About this exercise:
Can you write out every line from the start of the records below through the line containing "Query: wood grain", leaving out any pictures?

Data to examine:
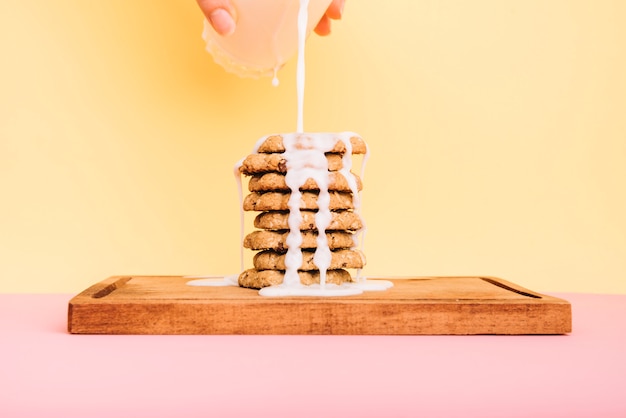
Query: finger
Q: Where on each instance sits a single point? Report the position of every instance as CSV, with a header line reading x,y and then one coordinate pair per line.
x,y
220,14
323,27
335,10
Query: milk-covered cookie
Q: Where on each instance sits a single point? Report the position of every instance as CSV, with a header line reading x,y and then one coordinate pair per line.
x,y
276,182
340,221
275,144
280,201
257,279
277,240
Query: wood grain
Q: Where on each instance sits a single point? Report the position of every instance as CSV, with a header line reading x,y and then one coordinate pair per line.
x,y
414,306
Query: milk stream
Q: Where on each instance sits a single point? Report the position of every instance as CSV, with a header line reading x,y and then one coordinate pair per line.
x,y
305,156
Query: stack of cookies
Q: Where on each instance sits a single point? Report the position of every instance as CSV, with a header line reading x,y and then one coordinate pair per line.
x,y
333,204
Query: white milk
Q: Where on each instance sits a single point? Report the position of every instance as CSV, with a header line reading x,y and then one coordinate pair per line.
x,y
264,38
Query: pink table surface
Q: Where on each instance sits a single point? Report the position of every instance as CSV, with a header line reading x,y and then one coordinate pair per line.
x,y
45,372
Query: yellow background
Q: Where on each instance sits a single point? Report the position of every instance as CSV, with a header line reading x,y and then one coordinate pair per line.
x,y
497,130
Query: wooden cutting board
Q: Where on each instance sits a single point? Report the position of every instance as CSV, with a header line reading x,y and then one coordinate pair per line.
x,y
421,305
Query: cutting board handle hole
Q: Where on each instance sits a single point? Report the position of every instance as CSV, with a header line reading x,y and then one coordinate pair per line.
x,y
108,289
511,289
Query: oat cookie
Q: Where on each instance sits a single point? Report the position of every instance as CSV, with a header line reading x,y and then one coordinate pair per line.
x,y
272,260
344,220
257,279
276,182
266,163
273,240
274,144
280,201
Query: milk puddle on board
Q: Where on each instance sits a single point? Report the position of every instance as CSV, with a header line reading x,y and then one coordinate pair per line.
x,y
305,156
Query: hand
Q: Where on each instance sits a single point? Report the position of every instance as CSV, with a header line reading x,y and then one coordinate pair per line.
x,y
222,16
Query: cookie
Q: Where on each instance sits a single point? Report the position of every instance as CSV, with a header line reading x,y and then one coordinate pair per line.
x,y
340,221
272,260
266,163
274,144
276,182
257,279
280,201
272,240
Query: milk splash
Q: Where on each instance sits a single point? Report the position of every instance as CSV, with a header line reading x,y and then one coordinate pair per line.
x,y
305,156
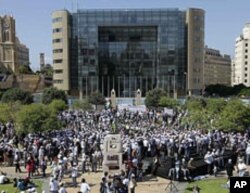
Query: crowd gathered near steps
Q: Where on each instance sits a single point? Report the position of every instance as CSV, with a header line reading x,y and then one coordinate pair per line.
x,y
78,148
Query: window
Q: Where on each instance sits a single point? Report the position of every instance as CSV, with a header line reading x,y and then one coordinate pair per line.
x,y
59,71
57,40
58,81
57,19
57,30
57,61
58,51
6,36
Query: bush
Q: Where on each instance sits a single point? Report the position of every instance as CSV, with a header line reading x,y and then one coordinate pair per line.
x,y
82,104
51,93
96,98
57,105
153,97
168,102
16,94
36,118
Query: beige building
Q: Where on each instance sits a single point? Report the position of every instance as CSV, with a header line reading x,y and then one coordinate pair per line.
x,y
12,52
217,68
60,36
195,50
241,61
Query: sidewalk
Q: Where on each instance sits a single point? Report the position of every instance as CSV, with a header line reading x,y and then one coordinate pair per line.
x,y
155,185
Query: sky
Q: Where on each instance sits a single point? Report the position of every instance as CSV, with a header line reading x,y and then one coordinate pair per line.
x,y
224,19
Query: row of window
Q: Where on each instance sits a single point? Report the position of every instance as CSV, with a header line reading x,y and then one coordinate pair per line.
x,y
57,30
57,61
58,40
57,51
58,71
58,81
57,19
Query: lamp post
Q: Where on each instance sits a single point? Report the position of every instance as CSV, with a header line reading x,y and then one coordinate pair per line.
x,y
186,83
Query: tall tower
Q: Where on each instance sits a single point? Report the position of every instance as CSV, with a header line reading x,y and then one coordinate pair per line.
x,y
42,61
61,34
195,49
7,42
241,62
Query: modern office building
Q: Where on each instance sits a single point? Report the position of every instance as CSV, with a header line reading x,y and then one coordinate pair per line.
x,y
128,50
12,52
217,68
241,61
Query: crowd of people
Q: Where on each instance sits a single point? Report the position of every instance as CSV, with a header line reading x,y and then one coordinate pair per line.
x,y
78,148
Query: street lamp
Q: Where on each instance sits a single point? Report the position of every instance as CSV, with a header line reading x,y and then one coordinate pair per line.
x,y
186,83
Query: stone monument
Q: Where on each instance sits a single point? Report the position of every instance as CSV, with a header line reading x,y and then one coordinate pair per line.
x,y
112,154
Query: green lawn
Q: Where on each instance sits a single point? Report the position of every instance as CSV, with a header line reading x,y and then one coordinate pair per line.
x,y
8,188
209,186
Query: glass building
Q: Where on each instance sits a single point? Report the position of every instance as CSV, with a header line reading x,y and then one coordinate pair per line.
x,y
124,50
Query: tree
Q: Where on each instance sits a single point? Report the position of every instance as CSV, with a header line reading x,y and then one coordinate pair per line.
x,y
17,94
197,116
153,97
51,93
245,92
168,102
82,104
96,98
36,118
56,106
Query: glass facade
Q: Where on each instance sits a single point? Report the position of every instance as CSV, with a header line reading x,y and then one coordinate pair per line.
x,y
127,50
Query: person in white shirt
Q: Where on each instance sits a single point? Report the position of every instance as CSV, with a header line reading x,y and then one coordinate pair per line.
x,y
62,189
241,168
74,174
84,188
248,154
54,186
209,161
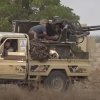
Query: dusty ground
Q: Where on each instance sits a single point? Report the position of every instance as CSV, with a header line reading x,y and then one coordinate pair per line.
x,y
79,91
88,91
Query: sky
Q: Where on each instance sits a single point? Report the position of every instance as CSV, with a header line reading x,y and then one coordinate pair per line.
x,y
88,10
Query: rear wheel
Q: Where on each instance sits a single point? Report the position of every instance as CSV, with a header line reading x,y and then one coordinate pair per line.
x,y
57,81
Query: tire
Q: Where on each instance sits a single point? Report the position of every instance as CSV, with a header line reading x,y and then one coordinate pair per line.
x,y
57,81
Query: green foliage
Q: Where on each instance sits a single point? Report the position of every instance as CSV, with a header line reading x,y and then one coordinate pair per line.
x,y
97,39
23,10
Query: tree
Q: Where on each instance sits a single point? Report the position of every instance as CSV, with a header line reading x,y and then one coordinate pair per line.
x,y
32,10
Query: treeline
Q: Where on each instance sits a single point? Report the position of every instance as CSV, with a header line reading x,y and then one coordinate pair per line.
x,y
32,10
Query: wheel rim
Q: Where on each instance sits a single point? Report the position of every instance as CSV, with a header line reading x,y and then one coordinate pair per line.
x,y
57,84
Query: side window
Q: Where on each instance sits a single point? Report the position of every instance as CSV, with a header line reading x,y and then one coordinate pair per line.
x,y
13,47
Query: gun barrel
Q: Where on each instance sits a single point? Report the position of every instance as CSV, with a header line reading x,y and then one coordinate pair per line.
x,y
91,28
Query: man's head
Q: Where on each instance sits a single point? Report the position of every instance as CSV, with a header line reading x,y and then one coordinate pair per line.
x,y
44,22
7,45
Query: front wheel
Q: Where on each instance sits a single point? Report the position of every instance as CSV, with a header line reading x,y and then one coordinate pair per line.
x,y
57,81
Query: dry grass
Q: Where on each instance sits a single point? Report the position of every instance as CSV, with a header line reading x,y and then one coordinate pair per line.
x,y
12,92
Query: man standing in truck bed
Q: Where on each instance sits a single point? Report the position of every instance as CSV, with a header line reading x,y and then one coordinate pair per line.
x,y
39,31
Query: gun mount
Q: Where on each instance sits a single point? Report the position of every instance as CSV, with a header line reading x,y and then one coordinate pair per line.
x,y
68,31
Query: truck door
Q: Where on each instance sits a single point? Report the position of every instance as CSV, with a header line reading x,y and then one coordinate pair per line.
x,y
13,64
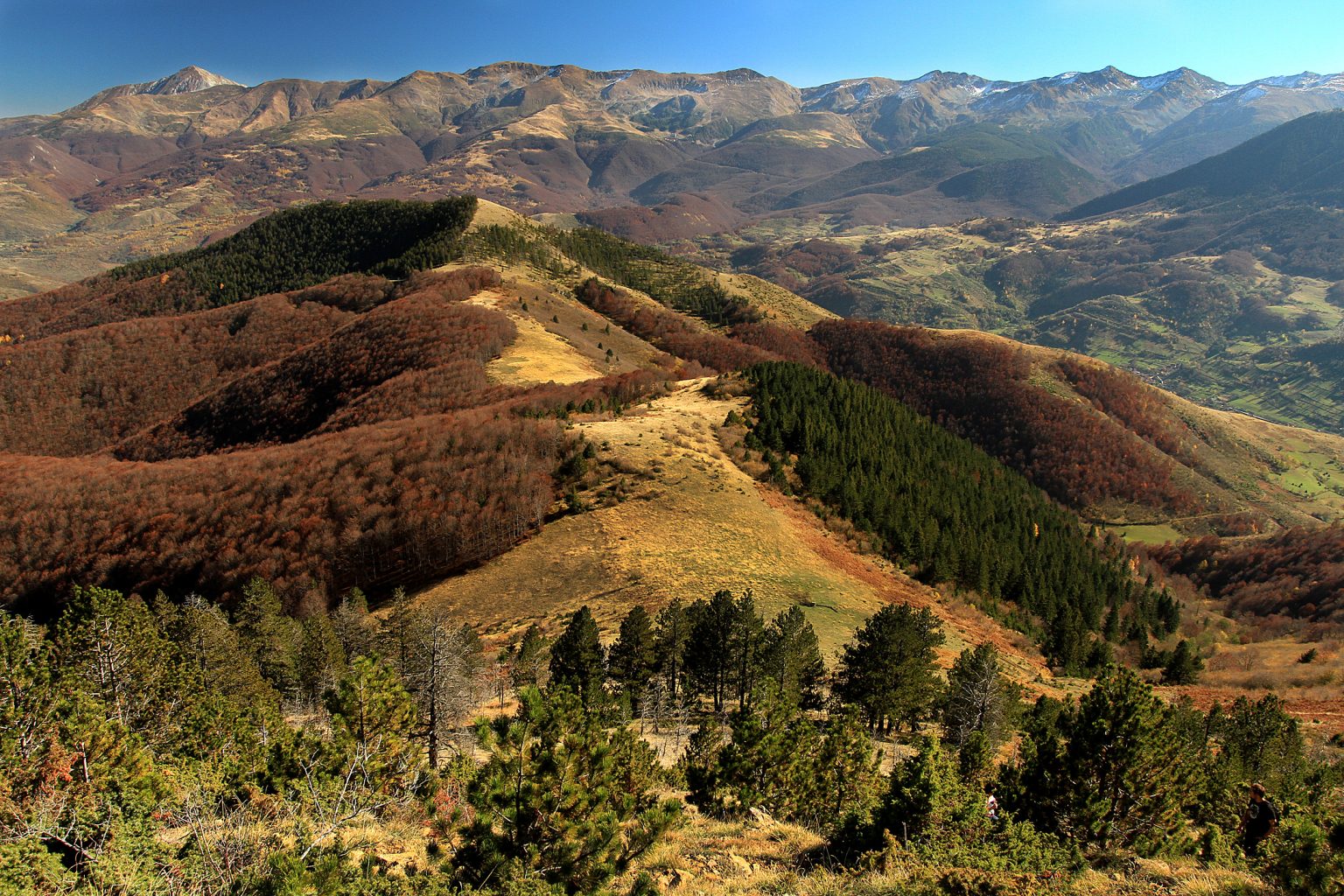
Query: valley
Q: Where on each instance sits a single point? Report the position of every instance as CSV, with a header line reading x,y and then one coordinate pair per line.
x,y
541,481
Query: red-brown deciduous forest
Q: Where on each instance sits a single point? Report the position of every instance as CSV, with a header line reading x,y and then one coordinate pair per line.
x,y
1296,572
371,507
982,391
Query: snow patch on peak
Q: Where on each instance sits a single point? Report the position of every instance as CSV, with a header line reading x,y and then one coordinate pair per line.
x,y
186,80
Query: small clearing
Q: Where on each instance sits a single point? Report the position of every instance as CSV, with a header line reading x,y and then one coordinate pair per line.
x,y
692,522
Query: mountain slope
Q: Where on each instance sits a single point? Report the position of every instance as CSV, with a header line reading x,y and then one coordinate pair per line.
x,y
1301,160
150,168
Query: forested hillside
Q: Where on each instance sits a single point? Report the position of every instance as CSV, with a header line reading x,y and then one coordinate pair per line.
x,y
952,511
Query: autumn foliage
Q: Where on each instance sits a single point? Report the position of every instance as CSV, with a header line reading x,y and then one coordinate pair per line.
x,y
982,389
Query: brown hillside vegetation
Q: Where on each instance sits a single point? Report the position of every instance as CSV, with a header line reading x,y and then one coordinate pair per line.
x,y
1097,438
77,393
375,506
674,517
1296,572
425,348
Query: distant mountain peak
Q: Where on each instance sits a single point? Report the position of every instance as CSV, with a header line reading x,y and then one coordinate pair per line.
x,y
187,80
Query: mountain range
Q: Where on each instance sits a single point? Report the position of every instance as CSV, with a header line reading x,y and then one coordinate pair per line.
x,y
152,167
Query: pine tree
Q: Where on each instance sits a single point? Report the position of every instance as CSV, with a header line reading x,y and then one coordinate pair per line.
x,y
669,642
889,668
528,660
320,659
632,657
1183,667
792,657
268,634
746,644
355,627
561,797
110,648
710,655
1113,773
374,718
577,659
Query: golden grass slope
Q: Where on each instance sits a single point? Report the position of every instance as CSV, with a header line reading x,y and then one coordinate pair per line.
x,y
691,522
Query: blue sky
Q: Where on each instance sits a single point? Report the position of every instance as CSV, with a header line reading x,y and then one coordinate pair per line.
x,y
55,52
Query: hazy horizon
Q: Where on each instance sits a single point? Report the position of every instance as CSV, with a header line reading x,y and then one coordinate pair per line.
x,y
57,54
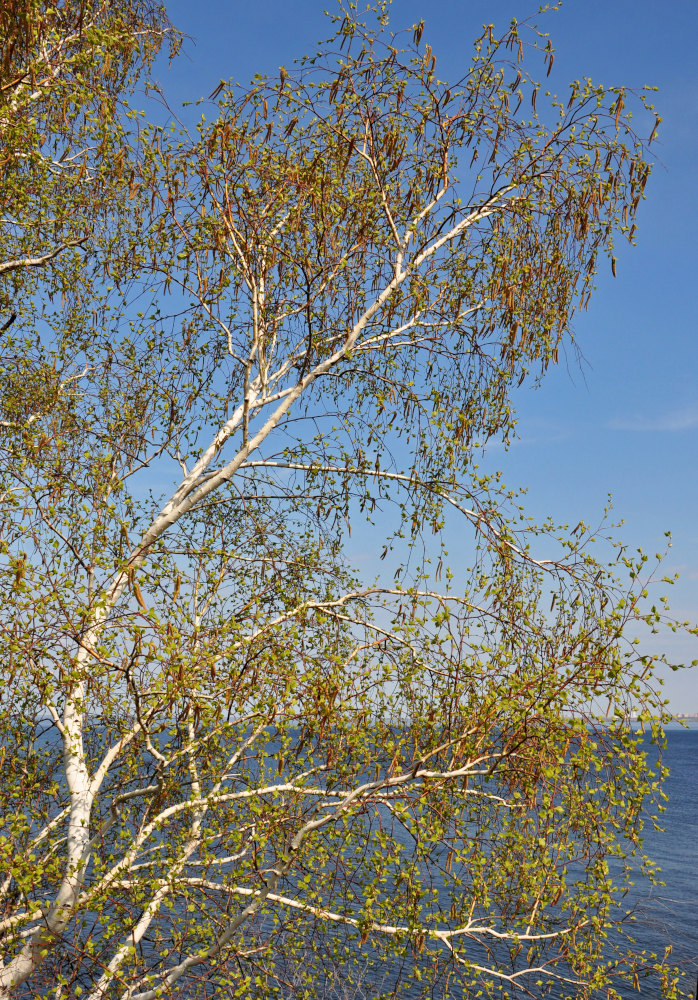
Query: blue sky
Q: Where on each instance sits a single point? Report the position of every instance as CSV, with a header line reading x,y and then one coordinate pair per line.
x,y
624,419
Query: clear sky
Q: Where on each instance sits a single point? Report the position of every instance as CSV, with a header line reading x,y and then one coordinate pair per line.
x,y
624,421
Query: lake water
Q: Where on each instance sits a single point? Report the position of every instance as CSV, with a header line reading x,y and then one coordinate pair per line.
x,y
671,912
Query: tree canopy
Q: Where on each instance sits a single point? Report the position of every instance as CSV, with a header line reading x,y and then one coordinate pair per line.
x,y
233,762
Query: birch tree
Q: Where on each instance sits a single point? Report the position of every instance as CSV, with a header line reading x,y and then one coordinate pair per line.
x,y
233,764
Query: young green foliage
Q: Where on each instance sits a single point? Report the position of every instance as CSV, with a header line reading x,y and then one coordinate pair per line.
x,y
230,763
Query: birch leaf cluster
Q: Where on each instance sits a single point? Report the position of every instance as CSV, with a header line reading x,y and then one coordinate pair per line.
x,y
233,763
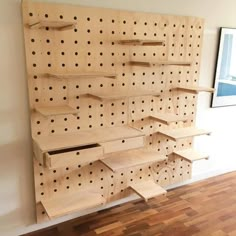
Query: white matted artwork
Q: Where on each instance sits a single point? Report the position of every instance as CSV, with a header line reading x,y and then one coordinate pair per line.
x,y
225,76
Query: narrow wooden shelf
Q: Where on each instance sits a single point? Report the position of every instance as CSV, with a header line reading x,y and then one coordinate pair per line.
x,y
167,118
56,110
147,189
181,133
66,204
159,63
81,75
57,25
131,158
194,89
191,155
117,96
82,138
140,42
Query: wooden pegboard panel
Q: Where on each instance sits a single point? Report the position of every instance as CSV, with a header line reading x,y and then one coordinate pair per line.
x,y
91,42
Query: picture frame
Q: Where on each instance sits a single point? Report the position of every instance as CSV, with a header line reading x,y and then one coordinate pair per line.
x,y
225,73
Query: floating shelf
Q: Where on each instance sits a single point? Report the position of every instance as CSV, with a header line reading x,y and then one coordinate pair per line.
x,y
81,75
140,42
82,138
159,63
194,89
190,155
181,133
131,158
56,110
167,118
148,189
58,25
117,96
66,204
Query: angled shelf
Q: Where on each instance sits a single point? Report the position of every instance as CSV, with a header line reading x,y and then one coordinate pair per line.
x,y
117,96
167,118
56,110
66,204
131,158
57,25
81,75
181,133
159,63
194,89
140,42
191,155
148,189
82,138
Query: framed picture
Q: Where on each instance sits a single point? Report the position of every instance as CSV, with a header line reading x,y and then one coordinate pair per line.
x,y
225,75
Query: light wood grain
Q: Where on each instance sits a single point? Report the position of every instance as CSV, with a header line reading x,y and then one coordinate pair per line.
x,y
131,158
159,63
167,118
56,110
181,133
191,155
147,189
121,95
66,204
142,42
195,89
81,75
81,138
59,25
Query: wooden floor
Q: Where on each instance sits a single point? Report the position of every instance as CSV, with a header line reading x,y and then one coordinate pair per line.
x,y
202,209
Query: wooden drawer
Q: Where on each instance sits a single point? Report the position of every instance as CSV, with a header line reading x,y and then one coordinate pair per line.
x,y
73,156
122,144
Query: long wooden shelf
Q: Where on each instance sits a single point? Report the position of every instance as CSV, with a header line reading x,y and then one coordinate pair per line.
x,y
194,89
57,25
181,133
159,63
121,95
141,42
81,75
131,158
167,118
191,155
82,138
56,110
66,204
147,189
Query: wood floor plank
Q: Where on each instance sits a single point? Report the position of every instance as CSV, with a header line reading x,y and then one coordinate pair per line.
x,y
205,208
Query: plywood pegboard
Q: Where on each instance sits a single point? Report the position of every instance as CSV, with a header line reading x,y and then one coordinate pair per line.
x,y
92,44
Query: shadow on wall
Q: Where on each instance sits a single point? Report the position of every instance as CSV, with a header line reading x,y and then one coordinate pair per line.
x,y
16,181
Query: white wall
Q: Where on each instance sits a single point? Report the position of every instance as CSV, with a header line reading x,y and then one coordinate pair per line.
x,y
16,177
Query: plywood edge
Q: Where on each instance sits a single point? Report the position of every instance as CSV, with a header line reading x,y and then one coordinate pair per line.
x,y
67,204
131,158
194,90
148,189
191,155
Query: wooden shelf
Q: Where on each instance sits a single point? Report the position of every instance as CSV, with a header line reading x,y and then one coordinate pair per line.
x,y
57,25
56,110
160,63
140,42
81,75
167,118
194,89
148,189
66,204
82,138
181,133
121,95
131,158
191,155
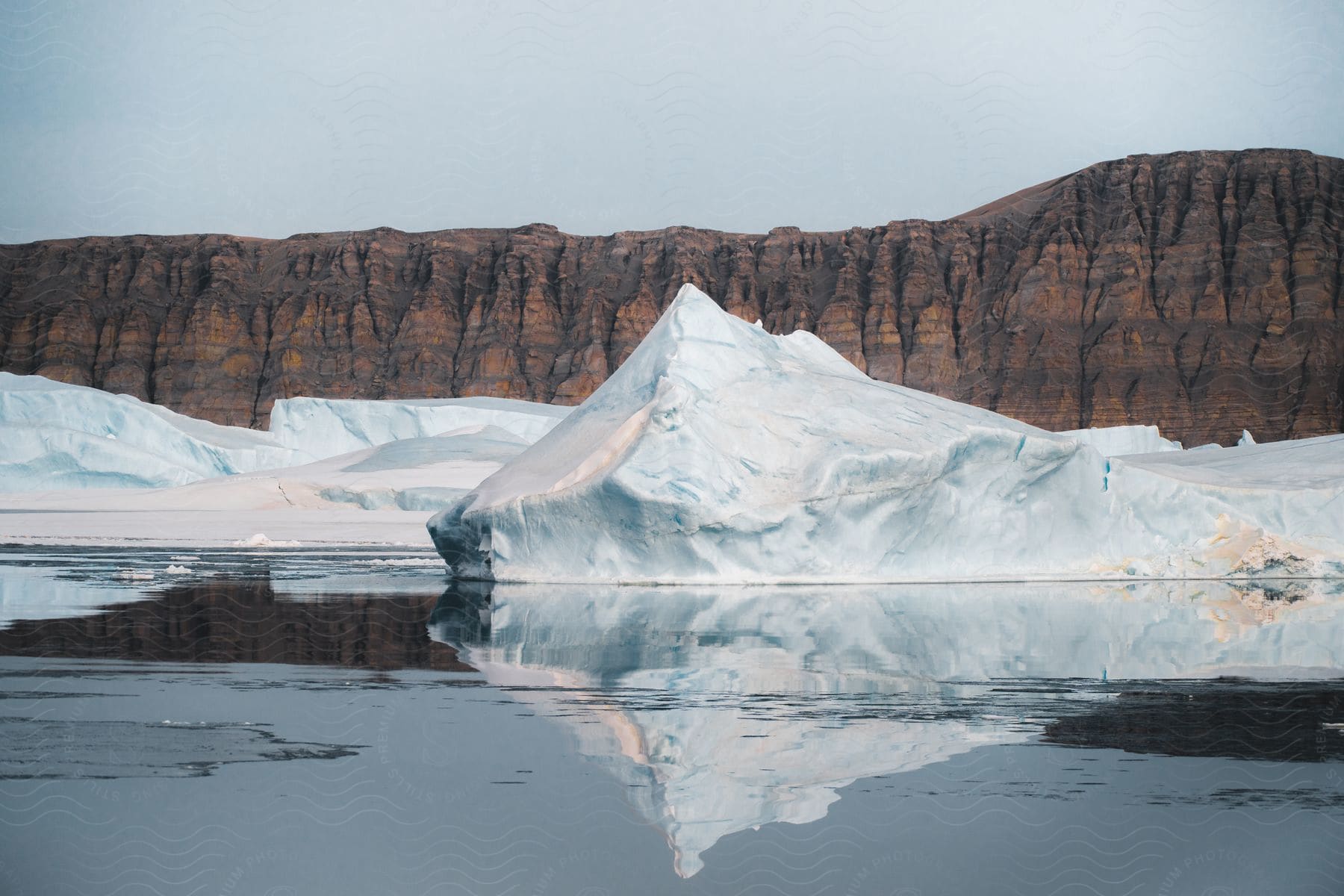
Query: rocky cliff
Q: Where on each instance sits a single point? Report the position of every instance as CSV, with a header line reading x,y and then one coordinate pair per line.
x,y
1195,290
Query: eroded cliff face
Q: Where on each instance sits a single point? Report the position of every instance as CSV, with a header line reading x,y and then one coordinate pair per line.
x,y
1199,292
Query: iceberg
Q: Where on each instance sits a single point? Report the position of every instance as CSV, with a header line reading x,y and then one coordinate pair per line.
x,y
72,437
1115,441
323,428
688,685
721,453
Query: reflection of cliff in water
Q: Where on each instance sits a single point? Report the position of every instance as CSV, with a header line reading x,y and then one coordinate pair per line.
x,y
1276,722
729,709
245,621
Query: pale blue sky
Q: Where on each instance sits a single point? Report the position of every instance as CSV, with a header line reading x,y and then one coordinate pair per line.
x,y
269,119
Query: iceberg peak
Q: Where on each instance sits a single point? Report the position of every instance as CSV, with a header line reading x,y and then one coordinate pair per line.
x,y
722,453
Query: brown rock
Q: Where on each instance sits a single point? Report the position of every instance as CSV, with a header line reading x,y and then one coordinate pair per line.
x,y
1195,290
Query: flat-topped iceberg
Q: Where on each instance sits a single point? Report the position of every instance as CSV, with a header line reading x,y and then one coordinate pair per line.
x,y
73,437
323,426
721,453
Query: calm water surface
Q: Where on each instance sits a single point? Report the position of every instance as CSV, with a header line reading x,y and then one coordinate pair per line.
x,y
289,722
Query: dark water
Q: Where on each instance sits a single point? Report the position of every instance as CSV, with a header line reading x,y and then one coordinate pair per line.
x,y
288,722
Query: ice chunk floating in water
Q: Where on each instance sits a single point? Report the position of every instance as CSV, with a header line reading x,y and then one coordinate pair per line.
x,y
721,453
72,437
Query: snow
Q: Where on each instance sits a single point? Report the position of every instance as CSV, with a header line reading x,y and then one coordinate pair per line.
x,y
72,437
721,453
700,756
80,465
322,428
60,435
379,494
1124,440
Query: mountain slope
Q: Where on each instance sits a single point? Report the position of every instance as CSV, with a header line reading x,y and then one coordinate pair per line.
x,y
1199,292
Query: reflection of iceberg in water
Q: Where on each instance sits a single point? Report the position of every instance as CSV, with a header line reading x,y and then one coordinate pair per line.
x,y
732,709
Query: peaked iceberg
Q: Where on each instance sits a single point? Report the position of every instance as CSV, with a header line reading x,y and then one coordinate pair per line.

Output of the exercise:
Query: finger
Q: Where on each instance sits a single point? Report the position of every instance as CSV, with a header line reading x,y and then one coordinate pair per line.
x,y
220,14
323,27
335,10
Query: milk-covered cookie
Q: Where on each instance sits a single point? Report the position of every instance as CSV, with a header line reading x,y and then one coordinate pair per line.
x,y
276,182
340,221
275,144
280,201
257,279
277,240
Query: wood grain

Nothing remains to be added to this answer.